▶ _EXERCISE DIRECTIONS_
Every line below between the one holding "Query: dark window recess" and the one holding "Query: front tire", inclusive, should be copied exactly, and no other line.

[Stored data entries]

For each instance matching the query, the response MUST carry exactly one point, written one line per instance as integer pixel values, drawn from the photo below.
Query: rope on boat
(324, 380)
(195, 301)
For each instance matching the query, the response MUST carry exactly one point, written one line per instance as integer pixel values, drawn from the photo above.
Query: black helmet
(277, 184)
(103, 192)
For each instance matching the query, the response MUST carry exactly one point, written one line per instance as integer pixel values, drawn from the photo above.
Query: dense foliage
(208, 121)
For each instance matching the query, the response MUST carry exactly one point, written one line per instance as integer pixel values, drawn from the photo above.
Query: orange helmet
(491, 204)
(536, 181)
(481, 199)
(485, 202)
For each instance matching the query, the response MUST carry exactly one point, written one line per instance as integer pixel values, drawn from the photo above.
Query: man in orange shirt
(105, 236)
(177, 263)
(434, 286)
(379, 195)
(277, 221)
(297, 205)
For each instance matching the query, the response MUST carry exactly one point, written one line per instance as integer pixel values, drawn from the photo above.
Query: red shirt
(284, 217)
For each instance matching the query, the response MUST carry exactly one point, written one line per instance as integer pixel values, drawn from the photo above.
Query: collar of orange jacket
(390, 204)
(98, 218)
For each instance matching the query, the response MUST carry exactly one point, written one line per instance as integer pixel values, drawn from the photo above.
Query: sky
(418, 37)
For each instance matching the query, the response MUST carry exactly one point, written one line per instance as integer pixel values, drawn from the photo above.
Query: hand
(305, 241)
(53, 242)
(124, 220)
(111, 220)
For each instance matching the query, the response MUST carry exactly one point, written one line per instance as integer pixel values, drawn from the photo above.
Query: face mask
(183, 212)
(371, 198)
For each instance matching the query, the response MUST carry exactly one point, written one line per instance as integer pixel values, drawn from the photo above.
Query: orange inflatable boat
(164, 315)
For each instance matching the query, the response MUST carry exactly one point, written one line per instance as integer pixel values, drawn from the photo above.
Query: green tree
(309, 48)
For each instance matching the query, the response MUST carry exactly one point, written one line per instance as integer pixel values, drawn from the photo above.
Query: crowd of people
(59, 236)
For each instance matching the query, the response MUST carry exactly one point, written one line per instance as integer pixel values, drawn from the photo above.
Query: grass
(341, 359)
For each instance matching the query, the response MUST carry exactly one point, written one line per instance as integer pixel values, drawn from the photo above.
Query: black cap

...

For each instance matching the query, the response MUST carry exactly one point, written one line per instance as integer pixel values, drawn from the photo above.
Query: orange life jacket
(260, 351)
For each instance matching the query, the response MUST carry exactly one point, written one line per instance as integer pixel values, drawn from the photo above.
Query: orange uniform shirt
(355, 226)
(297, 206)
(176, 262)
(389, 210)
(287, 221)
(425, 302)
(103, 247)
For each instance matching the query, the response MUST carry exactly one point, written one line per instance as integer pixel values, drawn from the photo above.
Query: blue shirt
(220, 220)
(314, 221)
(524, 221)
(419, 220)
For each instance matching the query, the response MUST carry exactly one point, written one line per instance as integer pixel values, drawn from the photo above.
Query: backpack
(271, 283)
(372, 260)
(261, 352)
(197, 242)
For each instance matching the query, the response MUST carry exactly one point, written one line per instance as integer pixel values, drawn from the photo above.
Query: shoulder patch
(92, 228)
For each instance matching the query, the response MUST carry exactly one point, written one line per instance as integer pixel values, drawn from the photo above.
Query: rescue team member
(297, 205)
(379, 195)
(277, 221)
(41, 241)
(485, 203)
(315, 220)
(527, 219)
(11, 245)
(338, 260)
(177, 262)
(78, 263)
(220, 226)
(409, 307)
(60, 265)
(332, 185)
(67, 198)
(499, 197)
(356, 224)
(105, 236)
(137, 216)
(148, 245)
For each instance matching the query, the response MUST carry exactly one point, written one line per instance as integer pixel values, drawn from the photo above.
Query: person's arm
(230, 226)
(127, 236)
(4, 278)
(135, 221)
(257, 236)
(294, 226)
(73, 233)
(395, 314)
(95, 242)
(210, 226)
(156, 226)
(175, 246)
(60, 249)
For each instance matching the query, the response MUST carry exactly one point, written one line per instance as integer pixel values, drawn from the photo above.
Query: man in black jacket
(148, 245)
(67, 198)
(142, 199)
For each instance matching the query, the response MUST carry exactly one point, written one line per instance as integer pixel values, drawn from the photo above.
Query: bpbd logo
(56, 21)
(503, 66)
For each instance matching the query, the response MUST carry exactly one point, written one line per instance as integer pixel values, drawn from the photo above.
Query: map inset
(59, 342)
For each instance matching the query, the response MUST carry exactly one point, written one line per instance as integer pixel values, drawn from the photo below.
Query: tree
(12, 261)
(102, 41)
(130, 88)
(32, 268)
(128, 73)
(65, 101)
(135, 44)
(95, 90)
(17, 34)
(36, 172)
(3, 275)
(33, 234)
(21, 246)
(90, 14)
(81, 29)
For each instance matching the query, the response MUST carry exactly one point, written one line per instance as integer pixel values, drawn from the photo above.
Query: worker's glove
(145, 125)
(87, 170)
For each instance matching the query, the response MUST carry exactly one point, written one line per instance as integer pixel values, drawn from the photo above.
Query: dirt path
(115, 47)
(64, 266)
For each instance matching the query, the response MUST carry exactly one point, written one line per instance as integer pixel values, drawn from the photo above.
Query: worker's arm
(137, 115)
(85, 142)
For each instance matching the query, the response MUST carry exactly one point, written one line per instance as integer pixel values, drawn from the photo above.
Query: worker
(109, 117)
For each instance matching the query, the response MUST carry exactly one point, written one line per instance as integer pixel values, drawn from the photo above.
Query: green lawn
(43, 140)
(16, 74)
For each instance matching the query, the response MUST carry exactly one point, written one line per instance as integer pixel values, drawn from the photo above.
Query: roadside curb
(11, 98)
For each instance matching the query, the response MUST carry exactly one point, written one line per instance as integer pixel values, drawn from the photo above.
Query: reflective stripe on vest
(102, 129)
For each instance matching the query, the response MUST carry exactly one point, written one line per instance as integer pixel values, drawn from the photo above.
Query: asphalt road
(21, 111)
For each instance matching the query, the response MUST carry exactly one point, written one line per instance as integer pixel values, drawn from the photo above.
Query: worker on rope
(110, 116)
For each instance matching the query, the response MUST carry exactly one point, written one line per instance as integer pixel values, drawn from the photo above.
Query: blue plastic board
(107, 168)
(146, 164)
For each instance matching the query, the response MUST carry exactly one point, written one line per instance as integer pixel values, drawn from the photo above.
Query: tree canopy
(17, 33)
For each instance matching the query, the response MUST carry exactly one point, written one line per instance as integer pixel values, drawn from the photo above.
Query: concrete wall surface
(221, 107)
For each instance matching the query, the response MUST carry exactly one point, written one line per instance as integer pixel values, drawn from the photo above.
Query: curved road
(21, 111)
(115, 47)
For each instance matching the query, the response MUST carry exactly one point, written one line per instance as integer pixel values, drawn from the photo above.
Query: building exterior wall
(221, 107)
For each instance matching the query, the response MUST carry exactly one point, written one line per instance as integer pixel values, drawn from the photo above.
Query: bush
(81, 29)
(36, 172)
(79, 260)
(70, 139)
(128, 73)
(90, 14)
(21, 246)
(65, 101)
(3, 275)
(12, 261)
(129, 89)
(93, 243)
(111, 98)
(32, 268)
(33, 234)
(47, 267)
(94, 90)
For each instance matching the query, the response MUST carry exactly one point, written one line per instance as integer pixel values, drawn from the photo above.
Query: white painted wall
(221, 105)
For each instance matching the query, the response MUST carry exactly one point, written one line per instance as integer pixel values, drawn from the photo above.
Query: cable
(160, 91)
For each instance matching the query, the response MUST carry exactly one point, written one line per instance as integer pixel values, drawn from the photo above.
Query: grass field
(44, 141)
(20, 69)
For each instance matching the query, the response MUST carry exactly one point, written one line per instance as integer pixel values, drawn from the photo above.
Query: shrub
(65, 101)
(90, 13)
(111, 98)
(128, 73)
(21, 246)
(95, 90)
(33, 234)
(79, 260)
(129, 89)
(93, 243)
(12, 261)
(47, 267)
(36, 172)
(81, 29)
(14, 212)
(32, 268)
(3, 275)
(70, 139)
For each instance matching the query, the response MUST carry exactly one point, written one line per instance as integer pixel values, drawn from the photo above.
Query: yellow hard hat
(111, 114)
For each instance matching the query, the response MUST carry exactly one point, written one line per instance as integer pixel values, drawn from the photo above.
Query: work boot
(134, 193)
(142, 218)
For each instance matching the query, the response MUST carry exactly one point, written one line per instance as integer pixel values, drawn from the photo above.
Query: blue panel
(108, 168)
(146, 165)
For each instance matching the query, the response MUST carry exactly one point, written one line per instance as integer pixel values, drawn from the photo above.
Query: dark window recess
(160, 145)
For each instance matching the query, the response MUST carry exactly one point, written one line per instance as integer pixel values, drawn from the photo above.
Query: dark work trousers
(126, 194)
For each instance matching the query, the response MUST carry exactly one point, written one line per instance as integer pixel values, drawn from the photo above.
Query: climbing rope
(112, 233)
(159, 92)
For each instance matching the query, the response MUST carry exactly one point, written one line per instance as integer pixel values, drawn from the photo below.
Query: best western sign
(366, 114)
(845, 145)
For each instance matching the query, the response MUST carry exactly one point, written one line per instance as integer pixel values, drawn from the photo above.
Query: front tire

* * *

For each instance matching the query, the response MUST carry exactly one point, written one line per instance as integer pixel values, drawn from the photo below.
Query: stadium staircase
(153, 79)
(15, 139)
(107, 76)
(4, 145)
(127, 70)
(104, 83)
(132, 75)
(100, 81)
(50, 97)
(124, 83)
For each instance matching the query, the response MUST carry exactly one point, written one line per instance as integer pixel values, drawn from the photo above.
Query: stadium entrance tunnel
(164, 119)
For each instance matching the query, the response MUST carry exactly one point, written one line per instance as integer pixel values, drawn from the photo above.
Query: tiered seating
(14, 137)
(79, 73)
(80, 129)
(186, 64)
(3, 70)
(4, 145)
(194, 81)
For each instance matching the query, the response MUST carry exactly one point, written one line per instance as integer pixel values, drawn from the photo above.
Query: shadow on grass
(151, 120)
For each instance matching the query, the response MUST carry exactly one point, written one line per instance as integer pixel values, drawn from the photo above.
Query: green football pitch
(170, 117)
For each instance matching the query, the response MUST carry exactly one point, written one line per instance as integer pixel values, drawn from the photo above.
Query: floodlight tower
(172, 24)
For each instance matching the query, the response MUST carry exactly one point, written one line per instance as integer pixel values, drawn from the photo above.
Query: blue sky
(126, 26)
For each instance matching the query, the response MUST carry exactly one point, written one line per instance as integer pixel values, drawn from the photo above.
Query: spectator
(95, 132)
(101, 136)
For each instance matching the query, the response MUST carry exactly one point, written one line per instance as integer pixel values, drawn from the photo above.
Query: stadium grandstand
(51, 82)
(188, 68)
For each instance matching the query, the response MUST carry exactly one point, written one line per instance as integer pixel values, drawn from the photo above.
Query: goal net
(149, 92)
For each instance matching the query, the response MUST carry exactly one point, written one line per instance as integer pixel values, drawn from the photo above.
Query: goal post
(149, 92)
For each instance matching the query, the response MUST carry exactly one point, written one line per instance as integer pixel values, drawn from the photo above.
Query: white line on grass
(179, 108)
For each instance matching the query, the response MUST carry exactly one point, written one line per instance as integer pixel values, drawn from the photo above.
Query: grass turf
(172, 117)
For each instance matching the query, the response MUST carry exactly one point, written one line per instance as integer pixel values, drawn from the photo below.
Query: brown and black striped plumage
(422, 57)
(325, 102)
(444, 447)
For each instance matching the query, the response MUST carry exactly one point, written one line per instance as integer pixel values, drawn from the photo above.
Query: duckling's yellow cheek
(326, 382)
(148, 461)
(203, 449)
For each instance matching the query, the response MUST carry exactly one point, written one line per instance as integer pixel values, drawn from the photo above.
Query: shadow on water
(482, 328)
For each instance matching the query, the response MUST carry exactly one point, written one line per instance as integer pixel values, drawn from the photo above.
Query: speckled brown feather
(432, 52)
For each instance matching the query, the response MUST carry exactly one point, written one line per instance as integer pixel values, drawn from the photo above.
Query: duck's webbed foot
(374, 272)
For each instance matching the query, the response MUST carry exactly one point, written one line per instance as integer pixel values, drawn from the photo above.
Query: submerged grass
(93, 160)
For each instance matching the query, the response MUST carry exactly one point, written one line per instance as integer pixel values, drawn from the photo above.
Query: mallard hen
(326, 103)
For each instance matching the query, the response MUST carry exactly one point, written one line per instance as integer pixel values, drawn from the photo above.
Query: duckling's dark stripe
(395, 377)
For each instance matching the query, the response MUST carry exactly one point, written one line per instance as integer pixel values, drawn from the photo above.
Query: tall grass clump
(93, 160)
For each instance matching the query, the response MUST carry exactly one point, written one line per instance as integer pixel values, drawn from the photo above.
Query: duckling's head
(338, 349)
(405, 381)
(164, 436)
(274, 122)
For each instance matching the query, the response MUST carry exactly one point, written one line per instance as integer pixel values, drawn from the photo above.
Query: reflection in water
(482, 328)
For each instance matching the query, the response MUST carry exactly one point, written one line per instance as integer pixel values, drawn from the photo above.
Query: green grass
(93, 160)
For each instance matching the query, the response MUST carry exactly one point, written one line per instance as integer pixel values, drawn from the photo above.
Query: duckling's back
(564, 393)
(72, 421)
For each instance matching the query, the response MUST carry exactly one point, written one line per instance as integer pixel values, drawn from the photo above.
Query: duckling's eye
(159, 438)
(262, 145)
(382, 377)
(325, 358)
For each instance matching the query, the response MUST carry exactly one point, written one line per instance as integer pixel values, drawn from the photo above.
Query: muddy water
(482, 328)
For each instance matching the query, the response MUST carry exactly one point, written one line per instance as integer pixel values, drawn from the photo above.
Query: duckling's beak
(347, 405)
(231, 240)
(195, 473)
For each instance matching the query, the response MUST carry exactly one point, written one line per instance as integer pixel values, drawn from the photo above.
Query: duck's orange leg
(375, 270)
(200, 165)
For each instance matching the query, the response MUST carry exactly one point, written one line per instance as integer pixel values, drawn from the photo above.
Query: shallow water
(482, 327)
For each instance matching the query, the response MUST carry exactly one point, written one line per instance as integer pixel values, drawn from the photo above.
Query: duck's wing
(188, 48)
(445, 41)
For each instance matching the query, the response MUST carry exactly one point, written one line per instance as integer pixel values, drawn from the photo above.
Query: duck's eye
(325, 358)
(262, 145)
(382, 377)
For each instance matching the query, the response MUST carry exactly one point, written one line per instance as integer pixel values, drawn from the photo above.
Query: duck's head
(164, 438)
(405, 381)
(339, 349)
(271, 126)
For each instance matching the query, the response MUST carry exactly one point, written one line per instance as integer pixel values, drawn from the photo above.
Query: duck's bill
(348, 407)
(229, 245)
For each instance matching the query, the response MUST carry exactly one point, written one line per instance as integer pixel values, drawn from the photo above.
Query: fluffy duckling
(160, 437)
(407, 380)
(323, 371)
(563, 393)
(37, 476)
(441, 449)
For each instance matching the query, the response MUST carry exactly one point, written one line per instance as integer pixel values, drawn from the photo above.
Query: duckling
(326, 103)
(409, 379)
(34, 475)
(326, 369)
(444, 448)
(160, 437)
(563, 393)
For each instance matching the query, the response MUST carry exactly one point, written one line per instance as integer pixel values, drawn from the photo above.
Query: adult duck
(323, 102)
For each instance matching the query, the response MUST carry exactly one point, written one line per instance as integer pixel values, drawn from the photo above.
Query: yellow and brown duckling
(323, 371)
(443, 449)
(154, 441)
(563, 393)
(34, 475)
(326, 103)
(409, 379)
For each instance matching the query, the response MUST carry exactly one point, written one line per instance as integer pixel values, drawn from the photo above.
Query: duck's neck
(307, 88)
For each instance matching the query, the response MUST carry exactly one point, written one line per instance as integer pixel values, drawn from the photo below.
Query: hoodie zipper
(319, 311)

▶ _EXPECTED OUTPUT_
Query: dark window recess
(160, 145)
For each instance matching the query, the response MUST carry exactly one point, written one line per instance as integer pixel values, drawn from the photo above.
Query: dark work trousers
(126, 194)
For each instance matching the query, the response MUST carry exactly one point, written one line per instance as integer pixel values, drawn from the photo above.
Query: climbing rope
(112, 233)
(159, 92)
For each instance matching the query, the response MUST carry exactly one point, written one line per instance as integer pixel values, drawn from the photo below.
Query: best western sign
(366, 114)
(845, 145)
For each instance matching the query, the response MUST carry exactly one point, written one line per instance as integer pixel values, drawn from the photo above.
Query: front tire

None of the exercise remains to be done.